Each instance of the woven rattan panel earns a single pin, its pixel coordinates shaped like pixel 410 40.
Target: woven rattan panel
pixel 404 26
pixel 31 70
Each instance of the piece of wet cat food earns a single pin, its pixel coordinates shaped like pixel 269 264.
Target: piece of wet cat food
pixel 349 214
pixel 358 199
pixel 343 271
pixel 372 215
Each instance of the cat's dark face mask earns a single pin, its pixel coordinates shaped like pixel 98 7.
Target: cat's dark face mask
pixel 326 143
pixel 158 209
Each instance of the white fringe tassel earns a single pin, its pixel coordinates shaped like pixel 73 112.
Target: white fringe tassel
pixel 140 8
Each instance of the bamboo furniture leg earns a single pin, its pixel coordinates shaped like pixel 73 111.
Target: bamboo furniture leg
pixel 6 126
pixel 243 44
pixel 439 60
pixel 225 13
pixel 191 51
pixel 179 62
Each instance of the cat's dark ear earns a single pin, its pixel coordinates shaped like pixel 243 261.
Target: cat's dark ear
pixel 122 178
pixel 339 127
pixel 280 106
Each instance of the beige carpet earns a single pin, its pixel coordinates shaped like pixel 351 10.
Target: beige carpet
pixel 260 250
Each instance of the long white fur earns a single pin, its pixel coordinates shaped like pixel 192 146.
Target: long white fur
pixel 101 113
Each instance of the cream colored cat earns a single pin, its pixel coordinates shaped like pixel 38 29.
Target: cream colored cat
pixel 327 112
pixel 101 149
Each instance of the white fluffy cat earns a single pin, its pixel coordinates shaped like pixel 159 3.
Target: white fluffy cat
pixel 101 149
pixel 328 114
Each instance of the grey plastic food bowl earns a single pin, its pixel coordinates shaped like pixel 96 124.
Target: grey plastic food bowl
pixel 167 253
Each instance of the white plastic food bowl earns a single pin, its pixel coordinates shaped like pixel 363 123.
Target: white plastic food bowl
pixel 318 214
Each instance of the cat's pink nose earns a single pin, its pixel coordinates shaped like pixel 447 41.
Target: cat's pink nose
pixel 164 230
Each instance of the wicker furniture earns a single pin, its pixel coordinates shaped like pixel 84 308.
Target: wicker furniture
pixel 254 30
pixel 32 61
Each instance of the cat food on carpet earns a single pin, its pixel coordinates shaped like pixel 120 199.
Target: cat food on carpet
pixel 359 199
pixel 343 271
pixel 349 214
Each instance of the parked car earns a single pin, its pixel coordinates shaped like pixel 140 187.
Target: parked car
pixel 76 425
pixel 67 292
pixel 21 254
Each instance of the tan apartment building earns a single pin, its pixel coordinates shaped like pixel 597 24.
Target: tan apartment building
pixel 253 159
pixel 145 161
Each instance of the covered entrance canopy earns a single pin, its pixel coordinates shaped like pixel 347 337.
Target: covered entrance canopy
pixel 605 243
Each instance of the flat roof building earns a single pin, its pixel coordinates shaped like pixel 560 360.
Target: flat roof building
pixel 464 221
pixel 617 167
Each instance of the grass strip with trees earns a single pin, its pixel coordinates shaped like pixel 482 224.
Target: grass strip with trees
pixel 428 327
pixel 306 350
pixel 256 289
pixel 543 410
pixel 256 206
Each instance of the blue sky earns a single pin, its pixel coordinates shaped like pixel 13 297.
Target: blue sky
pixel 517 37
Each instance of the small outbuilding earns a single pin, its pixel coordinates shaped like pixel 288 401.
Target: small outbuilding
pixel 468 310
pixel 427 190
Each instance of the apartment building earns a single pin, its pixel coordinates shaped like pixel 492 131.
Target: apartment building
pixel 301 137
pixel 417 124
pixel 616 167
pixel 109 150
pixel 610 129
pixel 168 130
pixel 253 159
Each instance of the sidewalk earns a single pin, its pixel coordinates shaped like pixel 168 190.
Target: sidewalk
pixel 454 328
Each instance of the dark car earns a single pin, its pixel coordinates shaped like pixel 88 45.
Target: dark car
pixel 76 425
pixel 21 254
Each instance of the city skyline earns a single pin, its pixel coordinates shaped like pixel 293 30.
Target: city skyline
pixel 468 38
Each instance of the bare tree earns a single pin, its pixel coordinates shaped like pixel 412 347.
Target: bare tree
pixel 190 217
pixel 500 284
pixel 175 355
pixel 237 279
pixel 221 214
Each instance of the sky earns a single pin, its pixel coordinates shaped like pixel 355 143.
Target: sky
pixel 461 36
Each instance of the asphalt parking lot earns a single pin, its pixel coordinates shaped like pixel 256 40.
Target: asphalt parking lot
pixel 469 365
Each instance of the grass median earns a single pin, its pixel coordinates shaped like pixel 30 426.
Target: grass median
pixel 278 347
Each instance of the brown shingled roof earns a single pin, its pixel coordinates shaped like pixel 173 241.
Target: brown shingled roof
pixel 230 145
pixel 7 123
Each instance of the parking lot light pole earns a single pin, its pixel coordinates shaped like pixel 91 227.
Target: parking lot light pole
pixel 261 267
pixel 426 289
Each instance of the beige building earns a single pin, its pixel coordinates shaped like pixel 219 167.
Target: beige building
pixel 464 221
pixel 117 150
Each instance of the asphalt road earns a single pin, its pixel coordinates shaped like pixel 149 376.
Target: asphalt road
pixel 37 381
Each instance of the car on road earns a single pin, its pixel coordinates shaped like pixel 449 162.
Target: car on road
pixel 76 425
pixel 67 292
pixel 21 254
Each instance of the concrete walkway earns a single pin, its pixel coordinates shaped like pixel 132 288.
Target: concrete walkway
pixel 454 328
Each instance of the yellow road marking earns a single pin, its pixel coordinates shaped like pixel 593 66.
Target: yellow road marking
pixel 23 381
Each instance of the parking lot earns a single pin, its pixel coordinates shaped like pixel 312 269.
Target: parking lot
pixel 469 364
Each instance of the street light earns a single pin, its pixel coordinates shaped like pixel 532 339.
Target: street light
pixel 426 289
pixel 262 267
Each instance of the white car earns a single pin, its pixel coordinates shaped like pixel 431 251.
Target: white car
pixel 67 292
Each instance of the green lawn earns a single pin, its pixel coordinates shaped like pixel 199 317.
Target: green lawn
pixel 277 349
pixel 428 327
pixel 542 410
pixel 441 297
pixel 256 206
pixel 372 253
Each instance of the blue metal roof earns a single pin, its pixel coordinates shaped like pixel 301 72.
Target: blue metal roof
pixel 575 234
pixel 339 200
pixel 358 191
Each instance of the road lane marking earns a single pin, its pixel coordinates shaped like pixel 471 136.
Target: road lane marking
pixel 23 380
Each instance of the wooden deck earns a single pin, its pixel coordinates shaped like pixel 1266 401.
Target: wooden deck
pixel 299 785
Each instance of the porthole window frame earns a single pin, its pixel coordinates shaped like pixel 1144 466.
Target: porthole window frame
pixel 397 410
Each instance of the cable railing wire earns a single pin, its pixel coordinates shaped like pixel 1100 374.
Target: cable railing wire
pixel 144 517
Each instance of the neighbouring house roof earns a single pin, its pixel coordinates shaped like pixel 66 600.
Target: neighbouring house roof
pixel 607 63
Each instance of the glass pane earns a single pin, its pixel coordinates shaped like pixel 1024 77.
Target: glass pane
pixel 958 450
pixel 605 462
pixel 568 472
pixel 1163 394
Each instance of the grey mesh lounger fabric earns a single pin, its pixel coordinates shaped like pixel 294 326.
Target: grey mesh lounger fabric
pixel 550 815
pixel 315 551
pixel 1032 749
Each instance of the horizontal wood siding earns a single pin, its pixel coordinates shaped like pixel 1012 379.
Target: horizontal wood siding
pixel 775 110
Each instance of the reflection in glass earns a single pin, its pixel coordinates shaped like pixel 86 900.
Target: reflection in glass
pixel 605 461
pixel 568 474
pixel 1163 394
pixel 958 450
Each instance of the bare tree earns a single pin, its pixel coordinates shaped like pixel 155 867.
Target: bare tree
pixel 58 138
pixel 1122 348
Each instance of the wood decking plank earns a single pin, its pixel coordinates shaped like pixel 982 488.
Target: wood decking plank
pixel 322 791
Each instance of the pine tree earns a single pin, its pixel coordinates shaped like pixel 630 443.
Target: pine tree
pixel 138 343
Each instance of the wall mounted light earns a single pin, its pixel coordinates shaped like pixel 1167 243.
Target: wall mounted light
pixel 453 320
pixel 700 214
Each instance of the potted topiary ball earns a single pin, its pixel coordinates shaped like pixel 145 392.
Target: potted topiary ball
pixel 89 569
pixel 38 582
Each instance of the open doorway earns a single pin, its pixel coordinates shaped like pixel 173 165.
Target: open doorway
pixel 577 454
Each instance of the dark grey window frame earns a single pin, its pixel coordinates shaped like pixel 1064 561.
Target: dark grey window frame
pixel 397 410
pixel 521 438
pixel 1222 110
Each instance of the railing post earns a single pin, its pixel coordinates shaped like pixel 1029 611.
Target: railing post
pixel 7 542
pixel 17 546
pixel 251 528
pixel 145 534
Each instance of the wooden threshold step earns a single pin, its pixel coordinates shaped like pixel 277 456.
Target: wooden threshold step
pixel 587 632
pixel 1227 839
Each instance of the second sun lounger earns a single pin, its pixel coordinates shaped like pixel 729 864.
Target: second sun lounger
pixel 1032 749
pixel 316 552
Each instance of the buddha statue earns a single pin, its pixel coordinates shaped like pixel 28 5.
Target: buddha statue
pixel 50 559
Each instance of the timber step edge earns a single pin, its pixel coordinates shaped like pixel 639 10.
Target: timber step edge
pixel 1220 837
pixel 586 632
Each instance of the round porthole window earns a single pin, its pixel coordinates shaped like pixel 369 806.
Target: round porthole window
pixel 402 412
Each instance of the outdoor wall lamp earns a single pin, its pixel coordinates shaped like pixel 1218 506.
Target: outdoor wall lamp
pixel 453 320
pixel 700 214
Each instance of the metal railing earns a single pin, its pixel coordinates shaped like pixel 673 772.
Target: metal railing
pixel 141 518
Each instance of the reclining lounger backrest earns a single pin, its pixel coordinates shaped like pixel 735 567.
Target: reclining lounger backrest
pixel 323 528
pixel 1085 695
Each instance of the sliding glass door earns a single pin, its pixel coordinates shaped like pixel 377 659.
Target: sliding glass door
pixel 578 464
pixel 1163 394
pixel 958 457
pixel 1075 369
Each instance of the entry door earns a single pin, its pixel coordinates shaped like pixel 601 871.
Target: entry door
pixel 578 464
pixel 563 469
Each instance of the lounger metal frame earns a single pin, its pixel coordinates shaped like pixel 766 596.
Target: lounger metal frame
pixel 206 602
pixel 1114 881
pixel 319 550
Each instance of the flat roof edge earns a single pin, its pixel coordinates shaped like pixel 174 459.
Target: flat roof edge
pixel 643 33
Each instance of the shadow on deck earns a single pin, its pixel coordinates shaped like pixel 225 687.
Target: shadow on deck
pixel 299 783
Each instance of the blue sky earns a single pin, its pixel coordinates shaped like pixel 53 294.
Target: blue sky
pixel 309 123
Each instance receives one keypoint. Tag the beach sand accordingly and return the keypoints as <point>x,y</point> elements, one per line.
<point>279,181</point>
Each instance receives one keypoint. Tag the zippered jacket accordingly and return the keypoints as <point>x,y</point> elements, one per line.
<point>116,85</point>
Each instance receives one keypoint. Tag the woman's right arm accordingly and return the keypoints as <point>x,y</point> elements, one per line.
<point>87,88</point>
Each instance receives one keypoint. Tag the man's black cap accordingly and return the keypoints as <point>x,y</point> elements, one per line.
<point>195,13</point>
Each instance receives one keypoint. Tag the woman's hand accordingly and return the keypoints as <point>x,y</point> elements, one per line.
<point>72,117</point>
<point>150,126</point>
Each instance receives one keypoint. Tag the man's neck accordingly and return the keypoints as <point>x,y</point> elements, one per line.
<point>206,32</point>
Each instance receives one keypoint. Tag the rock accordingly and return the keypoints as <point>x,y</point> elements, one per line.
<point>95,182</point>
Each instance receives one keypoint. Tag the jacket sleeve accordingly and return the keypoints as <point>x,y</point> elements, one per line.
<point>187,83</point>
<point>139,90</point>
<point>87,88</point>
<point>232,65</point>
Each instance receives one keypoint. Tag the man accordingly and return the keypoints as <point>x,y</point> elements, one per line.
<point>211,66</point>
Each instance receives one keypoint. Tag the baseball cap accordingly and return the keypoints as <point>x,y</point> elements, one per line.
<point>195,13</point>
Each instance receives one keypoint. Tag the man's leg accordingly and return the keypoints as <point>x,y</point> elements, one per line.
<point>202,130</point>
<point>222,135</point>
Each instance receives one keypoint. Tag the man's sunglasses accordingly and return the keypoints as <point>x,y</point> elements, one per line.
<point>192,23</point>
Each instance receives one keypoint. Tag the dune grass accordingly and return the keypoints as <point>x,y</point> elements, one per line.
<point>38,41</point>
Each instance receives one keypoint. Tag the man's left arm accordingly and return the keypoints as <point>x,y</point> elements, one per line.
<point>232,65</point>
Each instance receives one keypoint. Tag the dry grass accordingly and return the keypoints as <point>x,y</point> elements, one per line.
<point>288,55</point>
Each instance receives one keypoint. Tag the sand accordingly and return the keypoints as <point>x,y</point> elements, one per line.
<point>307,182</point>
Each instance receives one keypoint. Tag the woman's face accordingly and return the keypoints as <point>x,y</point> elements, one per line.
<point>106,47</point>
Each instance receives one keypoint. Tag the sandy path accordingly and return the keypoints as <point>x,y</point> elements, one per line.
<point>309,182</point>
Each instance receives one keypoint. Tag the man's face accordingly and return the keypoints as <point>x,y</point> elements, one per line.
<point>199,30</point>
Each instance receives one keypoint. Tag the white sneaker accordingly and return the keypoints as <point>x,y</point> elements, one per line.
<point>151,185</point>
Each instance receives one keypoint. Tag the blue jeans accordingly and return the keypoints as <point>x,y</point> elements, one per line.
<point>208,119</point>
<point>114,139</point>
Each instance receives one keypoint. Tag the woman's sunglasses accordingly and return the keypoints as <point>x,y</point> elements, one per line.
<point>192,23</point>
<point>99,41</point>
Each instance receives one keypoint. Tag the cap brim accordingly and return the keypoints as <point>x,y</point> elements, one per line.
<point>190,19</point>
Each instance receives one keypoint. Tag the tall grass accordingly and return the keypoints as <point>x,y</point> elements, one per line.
○ ○ ○
WHAT NEEDS TO BE DONE -
What you return should be exactly the lines above, starting at the one with "Each instance of the asphalt parking" and ending at the one with "Each instance of the grass median", and nothing else.

COMPLETED EXERCISE -
Each instance of the asphalt parking lot earns a single pin, its pixel coordinates shaped like pixel 256 40.
Target: asphalt parking lot
pixel 469 365
Each instance of the grass median earns a single pin, its pixel coordinates shaped like pixel 30 426.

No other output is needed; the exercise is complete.